Stored data
<<<<

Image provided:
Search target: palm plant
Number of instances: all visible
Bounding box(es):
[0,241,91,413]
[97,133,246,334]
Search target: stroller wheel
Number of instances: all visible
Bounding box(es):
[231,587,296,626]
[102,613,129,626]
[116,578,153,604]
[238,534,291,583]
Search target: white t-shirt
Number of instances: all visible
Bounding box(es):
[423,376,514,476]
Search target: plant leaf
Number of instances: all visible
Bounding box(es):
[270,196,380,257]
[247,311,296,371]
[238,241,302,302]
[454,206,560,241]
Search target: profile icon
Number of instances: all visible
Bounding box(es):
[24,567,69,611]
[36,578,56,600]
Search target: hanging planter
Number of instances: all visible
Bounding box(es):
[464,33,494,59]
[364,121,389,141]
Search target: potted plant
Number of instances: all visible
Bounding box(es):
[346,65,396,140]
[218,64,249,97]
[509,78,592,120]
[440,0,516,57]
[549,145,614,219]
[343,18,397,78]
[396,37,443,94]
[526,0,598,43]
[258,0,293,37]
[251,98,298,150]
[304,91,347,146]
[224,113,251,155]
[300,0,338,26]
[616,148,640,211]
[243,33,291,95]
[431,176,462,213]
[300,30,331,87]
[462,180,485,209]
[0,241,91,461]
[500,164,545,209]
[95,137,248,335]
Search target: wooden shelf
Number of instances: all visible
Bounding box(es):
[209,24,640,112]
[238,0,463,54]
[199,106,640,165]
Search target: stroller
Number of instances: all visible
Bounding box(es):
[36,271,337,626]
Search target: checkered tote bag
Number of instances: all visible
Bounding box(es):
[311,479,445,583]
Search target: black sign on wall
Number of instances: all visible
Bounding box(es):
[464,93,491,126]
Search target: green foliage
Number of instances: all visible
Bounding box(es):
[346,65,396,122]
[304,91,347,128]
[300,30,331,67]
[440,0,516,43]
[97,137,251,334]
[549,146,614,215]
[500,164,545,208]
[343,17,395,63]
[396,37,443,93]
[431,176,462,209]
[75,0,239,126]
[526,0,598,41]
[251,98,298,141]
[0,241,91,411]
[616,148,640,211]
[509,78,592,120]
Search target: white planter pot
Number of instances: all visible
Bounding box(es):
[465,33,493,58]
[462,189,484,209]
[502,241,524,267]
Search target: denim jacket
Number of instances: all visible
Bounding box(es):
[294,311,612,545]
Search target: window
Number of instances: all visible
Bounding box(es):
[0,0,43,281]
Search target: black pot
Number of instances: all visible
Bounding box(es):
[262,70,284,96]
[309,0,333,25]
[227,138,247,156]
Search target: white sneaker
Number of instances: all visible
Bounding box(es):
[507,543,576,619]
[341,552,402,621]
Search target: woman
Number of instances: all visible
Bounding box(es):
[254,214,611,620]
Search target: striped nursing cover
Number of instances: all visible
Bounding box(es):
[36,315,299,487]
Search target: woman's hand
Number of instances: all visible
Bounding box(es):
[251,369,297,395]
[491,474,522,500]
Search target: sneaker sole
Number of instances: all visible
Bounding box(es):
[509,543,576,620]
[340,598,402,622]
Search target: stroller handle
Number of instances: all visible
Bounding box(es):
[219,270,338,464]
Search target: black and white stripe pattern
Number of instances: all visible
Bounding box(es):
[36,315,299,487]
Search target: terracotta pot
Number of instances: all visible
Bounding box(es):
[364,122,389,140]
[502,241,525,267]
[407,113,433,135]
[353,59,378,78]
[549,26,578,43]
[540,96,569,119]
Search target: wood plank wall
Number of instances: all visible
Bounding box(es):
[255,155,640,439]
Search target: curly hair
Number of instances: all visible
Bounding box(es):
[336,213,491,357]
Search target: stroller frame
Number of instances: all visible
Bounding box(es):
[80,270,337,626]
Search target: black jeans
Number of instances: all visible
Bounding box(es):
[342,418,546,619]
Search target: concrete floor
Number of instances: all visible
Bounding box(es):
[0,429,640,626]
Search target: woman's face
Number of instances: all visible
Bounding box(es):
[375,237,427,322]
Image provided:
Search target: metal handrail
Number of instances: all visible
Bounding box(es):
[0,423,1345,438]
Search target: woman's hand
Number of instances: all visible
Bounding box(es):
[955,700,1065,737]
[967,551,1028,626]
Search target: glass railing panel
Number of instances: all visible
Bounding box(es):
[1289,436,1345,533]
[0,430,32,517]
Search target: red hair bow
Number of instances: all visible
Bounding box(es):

>>>>

Reproduce the material exactly, with every line intact.

Image provided:
Search target: palm plant
Number of instances: all visible
Bounding box(es):
[0,241,91,413]
[97,133,246,334]
Search target: stroller wheel
Number of instances: all visible
Bounding box(es):
[231,587,296,626]
[102,613,129,626]
[116,578,153,604]
[238,534,291,583]
Search target: white t-shirt
Number of instances: all visible
Bounding box(es):
[423,376,514,476]
Search target: plant leaf
Number of instances: all visible
Bounding box(es):
[270,196,380,257]
[247,311,296,371]
[238,241,302,302]
[454,206,560,241]
Search target: profile icon
Number of instances: all visible
Bounding box(es):
[24,567,69,611]
[36,578,56,600]
Search target: hanging planter
Number of instances: all visible
Bounding box(es):
[464,33,494,59]
[364,121,389,141]
Search target: potted plant
Number of instances: all visible
Bounding box(es):
[346,65,396,140]
[218,64,249,97]
[509,78,592,120]
[440,0,516,57]
[549,145,614,219]
[343,18,397,78]
[396,37,443,94]
[526,0,598,43]
[258,0,293,37]
[251,98,298,150]
[304,91,347,146]
[224,113,251,155]
[300,0,338,26]
[616,148,640,211]
[243,33,291,95]
[431,176,462,213]
[300,30,331,87]
[462,180,485,209]
[0,241,91,461]
[500,164,545,209]
[95,137,248,335]
Search target: wooden shelf
Number of instances: all visible
Bounding box(es):
[209,24,640,112]
[238,0,463,54]
[199,106,640,165]
Search target: stroller
Number of instances: all visible
Bounding box(es):
[36,271,337,626]
Search target: checkered tote bag
Number of instances: all visible
Bounding box(es):
[311,479,445,583]
Search target: black sign on wall
Number of instances: all visible
Bounding box(es):
[464,93,491,126]
Search target: green foliage
Number of instances: all visible
Bounding box(es):
[346,65,396,122]
[304,91,347,128]
[300,30,331,67]
[440,0,516,43]
[97,137,251,334]
[549,146,614,215]
[500,164,545,208]
[343,17,395,63]
[396,37,443,93]
[431,176,462,209]
[75,0,239,126]
[526,0,598,41]
[251,98,298,141]
[0,241,91,411]
[616,148,640,211]
[509,78,592,120]
Search target: white planter pot
Number of instances: all visible
Bounding box(es):
[465,33,493,58]
[462,189,484,209]
[502,241,524,267]
Search target: denim jacket
Number of instances: all visible
Bounding box(es):
[294,311,612,545]
Search target: window
Number of instances: all visible
Bounding box(es):
[0,0,43,281]
Search target: black pot
Number of instances: all visible
Bounding box(es):
[262,70,284,96]
[309,0,333,25]
[227,138,247,156]
Search target: white sneaker
Number of instances: all visible
Bounding box(es):
[507,543,576,619]
[341,552,402,621]
Search target: woman
Number of instances: all visible
Bounding box(es):
[254,214,611,620]
Search target: striped nursing cover
Number of instances: all visible
Bounding box(es):
[36,315,299,487]
Search target: woman's hand
Number of instances: all visible
Bounding box(es):
[251,369,297,395]
[491,474,522,500]
Search target: sneaker sole
Number of instances: all visible
Bounding box(es):
[509,543,576,620]
[340,598,402,622]
Search target: stroller handle
Number of instances: all visible
Bounding box(es):
[219,270,338,464]
Search target: black and white stripe pattern
Number of instances: all visible
Bounding box(es):
[36,315,299,487]
Search target: terracotta pot
Number of instances: all visible
Bounding box(es):
[364,122,389,140]
[502,241,525,267]
[407,113,433,135]
[353,59,378,78]
[549,26,578,43]
[540,96,569,119]
Search target: wood plank wall
Number of instances: all visible
Bounding box(es):
[255,155,640,439]
Search target: curly hair
Number of instances: all visible
Bounding box(es):
[336,213,491,357]
Search target: stroller frame
Number of instances: all visible
Bounding box(es):
[80,270,337,626]
Search target: black jeans
Number of instances: all visible
Bounding box(es):
[342,418,546,619]
Search target: concrete floor
Number of instances: all visible
Bounding box(es):
[0,429,640,626]
Search target: woman's face
Number of instances: all visible
Bounding box(es):
[375,237,427,322]
Image provided:
Search target: metal handrail
Number of instances: all visible
Bounding box(es):
[0,423,1345,438]
Search target: woman's hand
Number of instances: all visible
Bounding box(es):
[955,700,1065,737]
[967,551,1028,626]
Search target: glass railing panel
Number of instances: all visible
Bounding box(es):
[1289,436,1345,533]
[0,430,32,517]
Search target: red hair bow
Number of instances: all visible
Bounding box(es):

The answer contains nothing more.